PROBLEM:
Please identify every line in the data below that contains the word "shadow", and copy each of those lines in full.

(Entries drawn from a collection)
## start

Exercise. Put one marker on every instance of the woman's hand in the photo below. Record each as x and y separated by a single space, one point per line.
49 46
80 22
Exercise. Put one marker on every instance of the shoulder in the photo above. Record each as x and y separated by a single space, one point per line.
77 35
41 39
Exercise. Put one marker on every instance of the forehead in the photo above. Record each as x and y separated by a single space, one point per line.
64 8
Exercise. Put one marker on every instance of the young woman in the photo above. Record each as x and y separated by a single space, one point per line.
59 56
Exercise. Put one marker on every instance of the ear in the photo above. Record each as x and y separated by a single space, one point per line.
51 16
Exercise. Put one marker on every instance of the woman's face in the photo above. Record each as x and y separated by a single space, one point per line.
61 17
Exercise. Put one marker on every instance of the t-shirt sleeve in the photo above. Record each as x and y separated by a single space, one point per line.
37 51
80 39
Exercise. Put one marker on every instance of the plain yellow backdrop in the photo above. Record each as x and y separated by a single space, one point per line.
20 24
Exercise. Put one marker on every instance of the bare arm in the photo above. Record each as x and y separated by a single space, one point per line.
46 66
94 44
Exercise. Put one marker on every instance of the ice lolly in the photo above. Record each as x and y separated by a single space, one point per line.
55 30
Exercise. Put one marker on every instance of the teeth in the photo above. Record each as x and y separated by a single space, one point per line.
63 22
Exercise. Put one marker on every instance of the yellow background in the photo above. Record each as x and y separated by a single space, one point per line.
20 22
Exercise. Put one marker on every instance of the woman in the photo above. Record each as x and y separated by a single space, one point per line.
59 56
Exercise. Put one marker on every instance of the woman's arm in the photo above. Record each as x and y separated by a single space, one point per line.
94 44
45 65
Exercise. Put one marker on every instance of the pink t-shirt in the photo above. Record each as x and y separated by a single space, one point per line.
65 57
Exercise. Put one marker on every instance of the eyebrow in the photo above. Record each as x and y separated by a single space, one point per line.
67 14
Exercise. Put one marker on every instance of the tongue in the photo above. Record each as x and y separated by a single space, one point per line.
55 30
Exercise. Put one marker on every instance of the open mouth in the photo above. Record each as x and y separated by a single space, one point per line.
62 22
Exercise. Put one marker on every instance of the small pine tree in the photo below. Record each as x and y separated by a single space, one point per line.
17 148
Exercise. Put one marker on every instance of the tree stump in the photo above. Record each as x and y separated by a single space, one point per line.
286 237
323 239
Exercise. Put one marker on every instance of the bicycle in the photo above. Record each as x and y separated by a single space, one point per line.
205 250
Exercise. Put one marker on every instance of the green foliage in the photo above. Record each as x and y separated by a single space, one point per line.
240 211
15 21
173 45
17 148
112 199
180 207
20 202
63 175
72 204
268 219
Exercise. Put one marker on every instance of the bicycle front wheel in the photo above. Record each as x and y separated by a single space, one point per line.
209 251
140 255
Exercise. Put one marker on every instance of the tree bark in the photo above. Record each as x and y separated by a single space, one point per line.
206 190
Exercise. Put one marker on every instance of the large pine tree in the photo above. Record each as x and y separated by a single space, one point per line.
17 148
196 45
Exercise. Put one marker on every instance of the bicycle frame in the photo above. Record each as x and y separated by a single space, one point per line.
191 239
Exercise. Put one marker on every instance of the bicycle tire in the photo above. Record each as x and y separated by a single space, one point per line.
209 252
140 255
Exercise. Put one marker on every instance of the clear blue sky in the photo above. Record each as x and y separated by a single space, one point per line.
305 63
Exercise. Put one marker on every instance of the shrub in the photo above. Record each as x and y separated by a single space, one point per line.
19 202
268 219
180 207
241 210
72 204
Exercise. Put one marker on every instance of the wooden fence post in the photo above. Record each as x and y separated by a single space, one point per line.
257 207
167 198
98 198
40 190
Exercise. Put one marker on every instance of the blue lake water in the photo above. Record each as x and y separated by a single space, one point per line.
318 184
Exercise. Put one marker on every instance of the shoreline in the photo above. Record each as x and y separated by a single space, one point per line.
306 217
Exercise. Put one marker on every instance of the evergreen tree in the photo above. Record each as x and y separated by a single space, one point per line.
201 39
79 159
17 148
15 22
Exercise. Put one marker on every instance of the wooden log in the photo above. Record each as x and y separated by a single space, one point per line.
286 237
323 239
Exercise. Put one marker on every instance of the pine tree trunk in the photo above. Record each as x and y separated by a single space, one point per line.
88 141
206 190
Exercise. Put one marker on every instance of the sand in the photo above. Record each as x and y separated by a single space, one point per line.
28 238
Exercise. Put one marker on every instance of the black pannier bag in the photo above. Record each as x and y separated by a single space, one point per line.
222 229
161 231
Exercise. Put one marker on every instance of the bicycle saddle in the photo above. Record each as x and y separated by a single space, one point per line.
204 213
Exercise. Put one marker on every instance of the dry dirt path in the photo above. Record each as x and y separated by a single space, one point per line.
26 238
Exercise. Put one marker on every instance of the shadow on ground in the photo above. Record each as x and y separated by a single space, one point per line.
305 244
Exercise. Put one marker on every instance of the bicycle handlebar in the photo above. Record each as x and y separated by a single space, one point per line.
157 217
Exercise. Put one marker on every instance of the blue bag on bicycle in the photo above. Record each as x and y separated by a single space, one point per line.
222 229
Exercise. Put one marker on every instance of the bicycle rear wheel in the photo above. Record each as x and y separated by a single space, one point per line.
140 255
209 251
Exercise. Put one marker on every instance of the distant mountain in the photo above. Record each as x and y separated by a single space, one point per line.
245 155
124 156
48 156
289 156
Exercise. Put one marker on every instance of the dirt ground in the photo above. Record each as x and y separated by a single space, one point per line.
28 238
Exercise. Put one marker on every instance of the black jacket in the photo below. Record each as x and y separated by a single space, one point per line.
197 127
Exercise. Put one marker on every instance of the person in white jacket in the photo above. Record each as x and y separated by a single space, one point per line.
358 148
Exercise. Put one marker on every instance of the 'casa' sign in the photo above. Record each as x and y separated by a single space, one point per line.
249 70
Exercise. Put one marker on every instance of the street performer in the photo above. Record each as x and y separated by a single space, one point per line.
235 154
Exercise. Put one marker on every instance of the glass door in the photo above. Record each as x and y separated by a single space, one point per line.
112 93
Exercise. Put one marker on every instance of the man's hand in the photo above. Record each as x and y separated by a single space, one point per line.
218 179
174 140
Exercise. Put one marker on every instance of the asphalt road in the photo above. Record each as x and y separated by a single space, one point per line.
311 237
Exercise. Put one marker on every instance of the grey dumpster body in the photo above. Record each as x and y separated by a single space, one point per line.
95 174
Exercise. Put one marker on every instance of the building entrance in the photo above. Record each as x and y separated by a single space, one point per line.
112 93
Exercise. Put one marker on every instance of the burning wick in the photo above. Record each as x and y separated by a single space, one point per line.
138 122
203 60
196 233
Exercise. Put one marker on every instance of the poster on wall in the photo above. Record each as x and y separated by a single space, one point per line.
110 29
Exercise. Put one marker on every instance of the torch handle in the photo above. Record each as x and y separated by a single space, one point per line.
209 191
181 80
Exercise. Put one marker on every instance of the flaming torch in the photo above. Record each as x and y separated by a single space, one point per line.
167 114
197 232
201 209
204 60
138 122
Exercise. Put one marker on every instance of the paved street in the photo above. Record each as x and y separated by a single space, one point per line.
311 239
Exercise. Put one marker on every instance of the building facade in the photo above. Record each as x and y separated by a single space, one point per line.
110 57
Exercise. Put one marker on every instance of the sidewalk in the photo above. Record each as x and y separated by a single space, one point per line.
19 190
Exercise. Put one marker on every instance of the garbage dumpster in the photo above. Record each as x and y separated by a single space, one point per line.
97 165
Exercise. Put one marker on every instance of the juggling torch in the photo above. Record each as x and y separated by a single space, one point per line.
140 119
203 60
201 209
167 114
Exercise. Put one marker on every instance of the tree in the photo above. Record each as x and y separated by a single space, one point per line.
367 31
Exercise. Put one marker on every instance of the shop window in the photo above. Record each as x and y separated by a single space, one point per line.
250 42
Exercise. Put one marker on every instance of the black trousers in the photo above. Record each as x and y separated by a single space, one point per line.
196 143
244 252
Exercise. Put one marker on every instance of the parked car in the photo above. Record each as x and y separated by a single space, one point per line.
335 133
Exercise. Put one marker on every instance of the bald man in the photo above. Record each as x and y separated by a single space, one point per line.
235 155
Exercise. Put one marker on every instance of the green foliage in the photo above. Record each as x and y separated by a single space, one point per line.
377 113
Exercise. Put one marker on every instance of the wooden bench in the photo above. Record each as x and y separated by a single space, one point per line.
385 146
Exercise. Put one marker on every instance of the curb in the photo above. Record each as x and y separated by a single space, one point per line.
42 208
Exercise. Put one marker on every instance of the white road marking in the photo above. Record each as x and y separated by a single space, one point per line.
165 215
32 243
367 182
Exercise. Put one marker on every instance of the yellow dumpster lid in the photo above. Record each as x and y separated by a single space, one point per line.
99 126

## end
## start

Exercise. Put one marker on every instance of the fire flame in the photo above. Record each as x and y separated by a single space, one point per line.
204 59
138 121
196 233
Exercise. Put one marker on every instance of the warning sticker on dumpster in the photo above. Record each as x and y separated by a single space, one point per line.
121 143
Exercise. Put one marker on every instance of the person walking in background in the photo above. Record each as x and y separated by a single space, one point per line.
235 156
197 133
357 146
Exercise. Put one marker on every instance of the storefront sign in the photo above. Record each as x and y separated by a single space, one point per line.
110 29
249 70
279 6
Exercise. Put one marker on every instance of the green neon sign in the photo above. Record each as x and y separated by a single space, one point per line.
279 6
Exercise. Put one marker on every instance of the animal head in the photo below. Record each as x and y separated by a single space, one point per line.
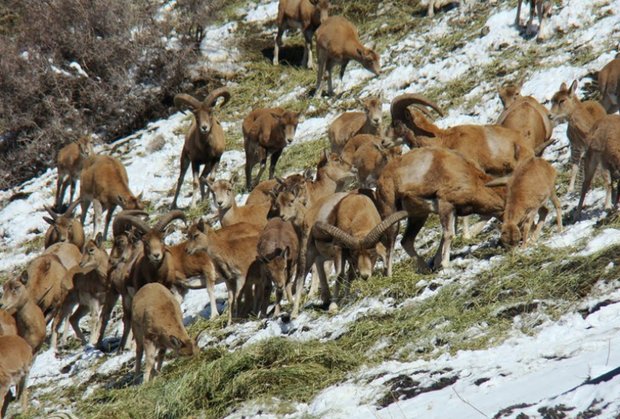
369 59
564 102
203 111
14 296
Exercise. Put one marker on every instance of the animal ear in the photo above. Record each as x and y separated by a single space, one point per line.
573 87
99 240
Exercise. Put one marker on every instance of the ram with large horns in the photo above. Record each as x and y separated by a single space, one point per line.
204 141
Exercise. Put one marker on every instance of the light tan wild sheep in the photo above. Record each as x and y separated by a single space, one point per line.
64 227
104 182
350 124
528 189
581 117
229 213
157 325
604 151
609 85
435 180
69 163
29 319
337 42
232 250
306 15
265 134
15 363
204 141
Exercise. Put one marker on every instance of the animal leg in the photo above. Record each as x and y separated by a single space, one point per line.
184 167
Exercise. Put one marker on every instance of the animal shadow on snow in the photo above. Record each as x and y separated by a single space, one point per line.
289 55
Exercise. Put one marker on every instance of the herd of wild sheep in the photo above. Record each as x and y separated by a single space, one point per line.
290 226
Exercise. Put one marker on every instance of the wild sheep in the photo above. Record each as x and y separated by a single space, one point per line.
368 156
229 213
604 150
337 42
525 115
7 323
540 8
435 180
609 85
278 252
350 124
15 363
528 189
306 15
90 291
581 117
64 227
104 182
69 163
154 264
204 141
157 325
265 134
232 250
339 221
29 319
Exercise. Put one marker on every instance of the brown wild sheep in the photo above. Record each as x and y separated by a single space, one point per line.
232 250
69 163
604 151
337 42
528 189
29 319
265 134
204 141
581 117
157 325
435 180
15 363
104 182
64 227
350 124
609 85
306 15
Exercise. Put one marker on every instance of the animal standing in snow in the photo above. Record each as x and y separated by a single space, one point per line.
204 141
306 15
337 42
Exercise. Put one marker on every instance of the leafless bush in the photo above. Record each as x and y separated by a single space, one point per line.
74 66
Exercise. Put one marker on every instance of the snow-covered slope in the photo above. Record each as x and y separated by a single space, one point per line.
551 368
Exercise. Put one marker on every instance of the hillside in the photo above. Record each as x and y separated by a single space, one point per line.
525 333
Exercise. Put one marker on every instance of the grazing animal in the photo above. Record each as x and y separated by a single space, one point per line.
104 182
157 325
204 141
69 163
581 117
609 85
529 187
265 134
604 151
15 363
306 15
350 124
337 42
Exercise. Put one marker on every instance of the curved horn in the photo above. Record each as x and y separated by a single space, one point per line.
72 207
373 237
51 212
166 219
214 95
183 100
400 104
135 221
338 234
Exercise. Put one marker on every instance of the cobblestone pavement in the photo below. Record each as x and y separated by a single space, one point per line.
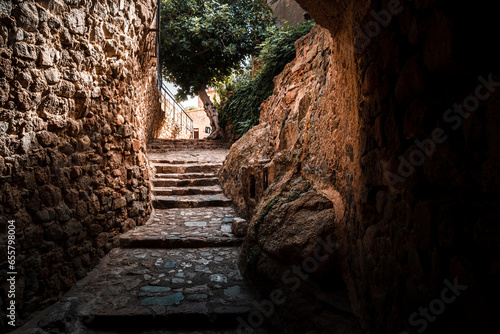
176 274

## end
## start

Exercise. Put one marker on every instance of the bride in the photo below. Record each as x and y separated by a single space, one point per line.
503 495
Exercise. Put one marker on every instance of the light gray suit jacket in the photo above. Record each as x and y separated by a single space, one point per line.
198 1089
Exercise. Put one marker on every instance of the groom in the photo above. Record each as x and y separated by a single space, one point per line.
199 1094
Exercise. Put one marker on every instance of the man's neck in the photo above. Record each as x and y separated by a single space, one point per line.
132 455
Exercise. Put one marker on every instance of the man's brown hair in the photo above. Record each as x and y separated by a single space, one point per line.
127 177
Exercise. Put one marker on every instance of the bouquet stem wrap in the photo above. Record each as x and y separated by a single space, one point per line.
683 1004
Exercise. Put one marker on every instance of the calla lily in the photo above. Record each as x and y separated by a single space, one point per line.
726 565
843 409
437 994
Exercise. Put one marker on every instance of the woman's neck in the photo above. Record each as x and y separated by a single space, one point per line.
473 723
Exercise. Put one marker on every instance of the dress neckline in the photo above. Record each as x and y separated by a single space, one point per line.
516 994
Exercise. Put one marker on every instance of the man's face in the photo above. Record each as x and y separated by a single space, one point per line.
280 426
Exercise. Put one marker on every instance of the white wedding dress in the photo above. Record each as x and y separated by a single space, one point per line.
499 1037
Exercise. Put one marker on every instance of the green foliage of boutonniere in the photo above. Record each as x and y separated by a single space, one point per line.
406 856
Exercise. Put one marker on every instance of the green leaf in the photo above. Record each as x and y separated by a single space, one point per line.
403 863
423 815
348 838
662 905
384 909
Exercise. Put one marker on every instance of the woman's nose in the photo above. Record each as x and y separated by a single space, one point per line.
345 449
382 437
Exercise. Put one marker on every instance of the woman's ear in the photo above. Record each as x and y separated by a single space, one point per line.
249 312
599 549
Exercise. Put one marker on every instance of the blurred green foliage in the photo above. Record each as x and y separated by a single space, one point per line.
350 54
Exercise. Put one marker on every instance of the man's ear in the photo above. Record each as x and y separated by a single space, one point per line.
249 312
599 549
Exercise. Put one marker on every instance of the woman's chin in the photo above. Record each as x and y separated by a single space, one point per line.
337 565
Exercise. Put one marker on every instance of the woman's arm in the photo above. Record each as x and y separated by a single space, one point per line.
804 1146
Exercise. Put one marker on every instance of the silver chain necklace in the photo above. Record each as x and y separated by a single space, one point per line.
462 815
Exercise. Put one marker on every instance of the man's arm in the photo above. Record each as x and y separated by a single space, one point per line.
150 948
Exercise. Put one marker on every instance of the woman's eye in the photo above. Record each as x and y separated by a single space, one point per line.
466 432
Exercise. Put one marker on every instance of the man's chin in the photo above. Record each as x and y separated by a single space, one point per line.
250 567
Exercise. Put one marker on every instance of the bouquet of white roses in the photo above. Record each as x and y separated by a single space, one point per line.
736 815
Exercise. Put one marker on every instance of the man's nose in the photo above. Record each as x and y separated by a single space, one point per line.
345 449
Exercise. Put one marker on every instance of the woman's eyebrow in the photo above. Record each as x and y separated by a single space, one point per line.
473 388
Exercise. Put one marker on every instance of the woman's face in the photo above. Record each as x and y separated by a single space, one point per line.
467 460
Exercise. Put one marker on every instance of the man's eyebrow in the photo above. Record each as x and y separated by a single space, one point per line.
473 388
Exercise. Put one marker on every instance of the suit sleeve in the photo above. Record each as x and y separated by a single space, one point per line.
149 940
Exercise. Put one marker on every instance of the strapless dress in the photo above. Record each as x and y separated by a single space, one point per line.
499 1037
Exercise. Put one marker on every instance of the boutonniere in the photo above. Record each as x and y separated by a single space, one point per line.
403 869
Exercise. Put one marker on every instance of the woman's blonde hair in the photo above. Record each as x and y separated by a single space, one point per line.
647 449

## end

SOLUTION TO THE PROBLEM:
Exercise. Put one marker on every instance of the shadow on ground in the photo above. Record each as x and y separated by a single space, one point per line.
Exercise. Put one marker on every instance of the animal shadow on snow in the photo above. Record each as x and y separated by a single space, one point per line.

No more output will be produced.